▶ _Goal A_: Pull out every line of the listing that contains the string "white", matching case exactly.

** Start Passage to read **

Increasing the Security of LSB Steganography on the Base of Generated Secret Key

Increasing the Security of LSB Steganography on the Base of Generated Secret Key

Rashad J. Rasras* | Mutaz Rasmi Abu Sara | Jihad Nader | Ziad Alqadi

Department of Electrical Engineering, Al-Balqa Applied University, Amman 11134, Jordan

Faculty of Engineering and Information Technology, IT Department, Palestine Ahliya University, Bethlehem 1041, Palestine

Corresponding Author Email: 
rashad.rasras@bau.edu.jo
Page: 
3305-3311
|
DOI: 
https://doi.org/10.18280/ts.410646
Received: 
9 March 2024
|
Revised: 
15 August 2024
|
Accepted: 
6 November 2024
|
Available online: 
31 December 2024
| Citation

©2024 The authors. This article is published by IIETA and is licensed under the CC BY 4.0 license (http://creativecommons.org/licenses/by/4.0/).

OPEN ACCESS

Abstract: 

We'll present a modified LSB technique for steganography of hidden messages. This technique will simplify the concealing and extraction function used in the traditional LSB method, in the proposed technique the stream of logical operations used in these functions will be replaced by one operation to insert and extract message bits. The proposed method will increase the security of LSB hiding approach employing a confidential key that will be used to generate the starting location of stego bytes and to create a secret index key utilized to reorder the message binary bits before data hiding and after data extraction. The extracted message will be sensitive to the private key's specified values. The index key will be produced by sorting a chaotic logistic key, which will be created by executing a chaotic logistic map model. The; suggested technique will be implemented and tested employing a message with different length. The experimental results will be studied to prove the achievements made in terms of quality, sensitivity, security, and speed.

Keywords: 

CBM, CLMM, covering PK, sensitivity, SIK, steganography, stego throughput

1. Introduction

The hiding algorithm of secret messages in a data medium (usually a colored digital image) is considered one of the easiest algorithms applied to protect these messages without affecting the medium by making changes that can be seen with the naked eye [1-6]. The process of message hiding in an image and extracting it is called message steganography. Figure 1 [7] shows the block diagram of a secure steganographic system which consists of two sections; sending and receiving sections. The sending section contains a hiding function, which uses covering image, secret message and private key (PK) (optional as inputs, these inputs are manipulated by the hiding function to produce a stego image as an output of the sending part. The receiving section contains the stego image and the PK as inputs; these inputs are manipulated by the extraction function to produce a secret message as an output [7-13].

Any message steganography technique employed must meet the quality parameters values mentioned in Table 1 [14], so as the extracted message to be identical to the source hidden message and the stego image to be very similar to the covering image [15-19].

Figure 1. Stego system components

Table 1. Quality parameters

Quality Parameter

Measured Between Covering and Stego Images

Measured Between Hidden and Extracted Messages

MSE (Mean square error)

Low

0

PSNR (Peak signal to noise ratio)

High

Infinity

CC (Correlation coefficient)

** End Passage to read **

▶ _Goal B_: List every keyword given for the steganography article.

** Start Data section **

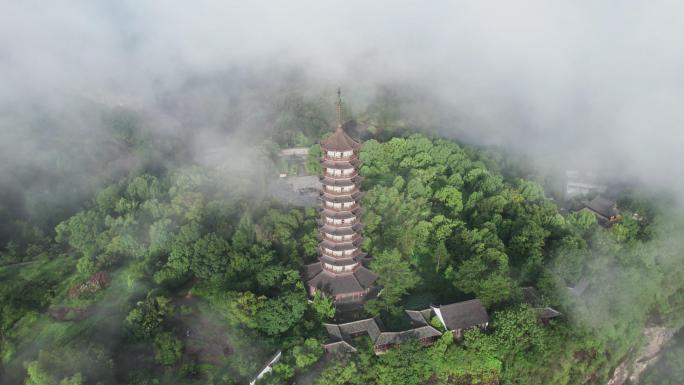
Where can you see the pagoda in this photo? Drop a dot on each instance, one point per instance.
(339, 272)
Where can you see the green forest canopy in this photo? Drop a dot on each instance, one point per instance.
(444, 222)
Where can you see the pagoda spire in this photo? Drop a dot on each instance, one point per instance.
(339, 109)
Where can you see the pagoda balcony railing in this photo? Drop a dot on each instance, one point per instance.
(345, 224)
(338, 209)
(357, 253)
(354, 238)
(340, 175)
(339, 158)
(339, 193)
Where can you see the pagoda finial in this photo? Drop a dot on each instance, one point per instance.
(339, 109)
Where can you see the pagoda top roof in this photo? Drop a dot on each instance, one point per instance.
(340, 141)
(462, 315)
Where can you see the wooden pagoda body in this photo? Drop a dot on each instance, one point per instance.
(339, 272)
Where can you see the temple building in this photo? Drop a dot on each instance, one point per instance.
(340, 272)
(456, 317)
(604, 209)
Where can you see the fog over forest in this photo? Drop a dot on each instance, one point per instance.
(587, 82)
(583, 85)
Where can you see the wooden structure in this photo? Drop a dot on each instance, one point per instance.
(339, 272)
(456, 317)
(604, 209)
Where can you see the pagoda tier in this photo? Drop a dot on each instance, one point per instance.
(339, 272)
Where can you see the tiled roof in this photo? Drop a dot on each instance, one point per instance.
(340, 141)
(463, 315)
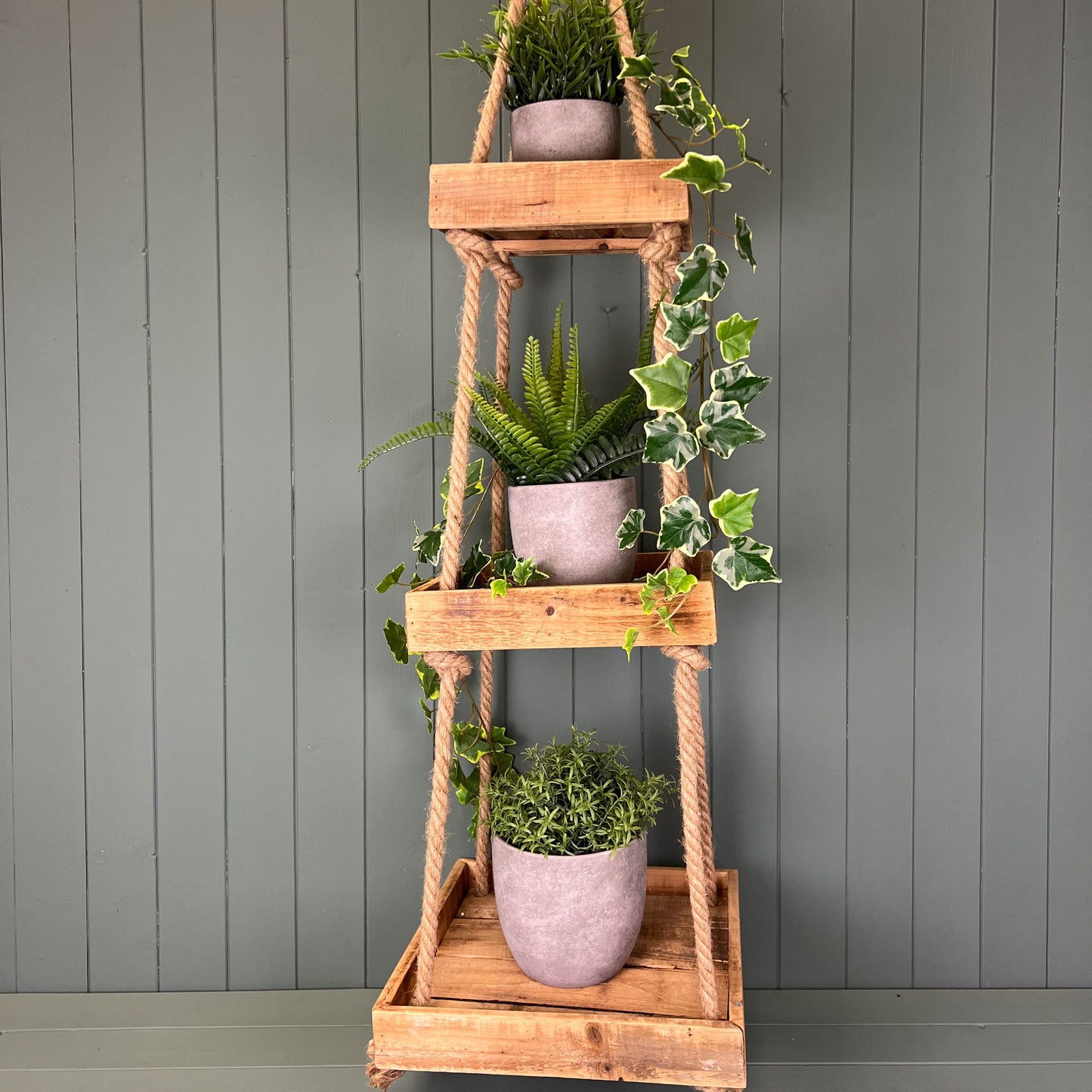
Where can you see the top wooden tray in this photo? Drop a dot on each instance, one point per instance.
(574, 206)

** End Data section **
** Start Data section **

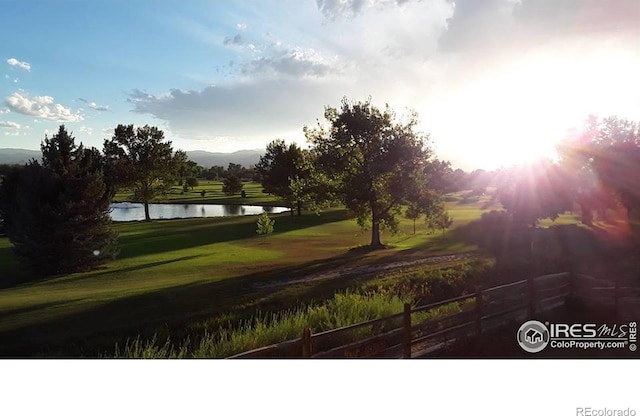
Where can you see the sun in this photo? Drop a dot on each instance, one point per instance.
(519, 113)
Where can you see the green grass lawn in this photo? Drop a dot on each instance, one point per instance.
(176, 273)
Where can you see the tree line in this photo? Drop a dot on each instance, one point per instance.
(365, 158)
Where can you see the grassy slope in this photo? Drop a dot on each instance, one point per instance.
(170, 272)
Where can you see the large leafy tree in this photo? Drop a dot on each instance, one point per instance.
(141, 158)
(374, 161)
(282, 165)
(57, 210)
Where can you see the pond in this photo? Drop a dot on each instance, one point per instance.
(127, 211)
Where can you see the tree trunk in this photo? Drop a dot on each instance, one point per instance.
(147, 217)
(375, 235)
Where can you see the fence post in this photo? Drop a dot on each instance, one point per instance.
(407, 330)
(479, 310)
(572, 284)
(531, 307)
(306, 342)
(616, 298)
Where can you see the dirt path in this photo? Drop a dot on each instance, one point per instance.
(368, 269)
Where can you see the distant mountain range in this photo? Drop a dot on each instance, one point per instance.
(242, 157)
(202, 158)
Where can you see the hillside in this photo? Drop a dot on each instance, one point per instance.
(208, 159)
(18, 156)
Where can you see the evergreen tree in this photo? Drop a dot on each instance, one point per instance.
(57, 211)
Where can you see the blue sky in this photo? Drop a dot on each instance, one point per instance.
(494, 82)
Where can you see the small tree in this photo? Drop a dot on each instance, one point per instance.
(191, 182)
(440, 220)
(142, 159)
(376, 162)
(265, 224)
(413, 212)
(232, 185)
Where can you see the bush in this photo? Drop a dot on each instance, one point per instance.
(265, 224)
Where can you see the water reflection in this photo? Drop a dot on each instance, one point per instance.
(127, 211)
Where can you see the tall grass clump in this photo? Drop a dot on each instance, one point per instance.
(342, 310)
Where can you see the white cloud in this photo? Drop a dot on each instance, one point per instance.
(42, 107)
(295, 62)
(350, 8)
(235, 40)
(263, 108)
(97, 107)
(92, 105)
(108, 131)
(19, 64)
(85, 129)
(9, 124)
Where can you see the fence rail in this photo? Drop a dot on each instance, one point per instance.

** End Data section **
** Start Data section **

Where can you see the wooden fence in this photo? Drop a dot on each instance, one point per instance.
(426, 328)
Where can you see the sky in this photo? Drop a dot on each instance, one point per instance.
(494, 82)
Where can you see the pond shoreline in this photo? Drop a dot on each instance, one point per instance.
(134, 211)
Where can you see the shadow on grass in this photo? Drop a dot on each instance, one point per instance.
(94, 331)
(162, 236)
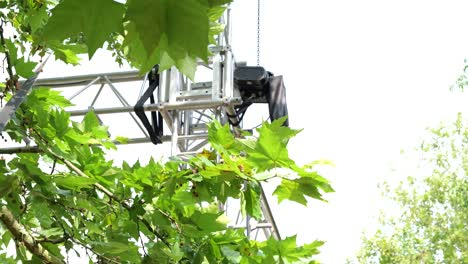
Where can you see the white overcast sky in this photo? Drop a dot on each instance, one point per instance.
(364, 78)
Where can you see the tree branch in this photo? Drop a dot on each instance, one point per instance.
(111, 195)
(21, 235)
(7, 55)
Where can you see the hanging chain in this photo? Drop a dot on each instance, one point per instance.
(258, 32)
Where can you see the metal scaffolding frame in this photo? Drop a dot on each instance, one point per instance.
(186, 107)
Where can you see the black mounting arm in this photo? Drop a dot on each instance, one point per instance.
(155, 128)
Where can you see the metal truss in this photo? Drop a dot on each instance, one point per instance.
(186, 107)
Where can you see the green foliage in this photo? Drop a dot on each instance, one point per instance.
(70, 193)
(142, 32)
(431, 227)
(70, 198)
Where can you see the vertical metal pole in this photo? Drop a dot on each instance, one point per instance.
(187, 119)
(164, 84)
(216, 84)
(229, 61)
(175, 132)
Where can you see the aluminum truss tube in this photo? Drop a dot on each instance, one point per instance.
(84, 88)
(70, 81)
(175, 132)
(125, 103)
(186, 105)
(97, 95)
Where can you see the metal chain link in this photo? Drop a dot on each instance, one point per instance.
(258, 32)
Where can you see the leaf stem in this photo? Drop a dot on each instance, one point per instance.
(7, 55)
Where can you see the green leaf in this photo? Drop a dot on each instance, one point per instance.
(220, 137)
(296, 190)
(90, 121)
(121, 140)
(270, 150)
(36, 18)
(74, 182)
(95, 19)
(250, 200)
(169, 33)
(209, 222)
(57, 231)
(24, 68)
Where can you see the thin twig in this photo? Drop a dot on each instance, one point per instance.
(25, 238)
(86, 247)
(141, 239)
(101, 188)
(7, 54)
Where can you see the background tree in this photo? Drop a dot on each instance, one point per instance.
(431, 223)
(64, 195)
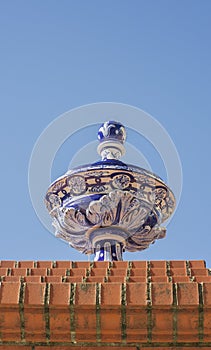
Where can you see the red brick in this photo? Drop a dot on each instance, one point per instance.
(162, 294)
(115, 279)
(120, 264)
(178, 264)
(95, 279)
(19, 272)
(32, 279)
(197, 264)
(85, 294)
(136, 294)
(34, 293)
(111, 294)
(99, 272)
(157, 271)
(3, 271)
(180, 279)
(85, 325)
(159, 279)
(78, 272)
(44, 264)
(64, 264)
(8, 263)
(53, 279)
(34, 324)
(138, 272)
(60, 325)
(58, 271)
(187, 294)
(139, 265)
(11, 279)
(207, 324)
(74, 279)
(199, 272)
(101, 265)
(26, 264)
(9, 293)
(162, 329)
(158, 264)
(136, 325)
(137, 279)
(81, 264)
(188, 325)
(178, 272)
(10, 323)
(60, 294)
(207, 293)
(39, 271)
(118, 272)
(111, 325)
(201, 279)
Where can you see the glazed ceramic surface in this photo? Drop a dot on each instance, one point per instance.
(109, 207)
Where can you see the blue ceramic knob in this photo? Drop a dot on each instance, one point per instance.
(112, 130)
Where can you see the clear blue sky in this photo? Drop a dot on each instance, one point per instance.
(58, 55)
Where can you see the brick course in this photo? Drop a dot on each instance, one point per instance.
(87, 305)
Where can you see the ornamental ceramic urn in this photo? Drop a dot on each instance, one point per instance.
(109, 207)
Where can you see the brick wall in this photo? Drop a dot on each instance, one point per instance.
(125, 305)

** End Data section **

▶ _Response A_:
Where can you see the white cloud in this photo? Drop a dot on each instance, one point per instance.
Where can you see the white overcast sky in this photo? Drop a dot on each instance, one point per instance.

▶ _Response B_:
CBM
CLMM
covering PK
sensitivity
SIK
steganography
stego throughput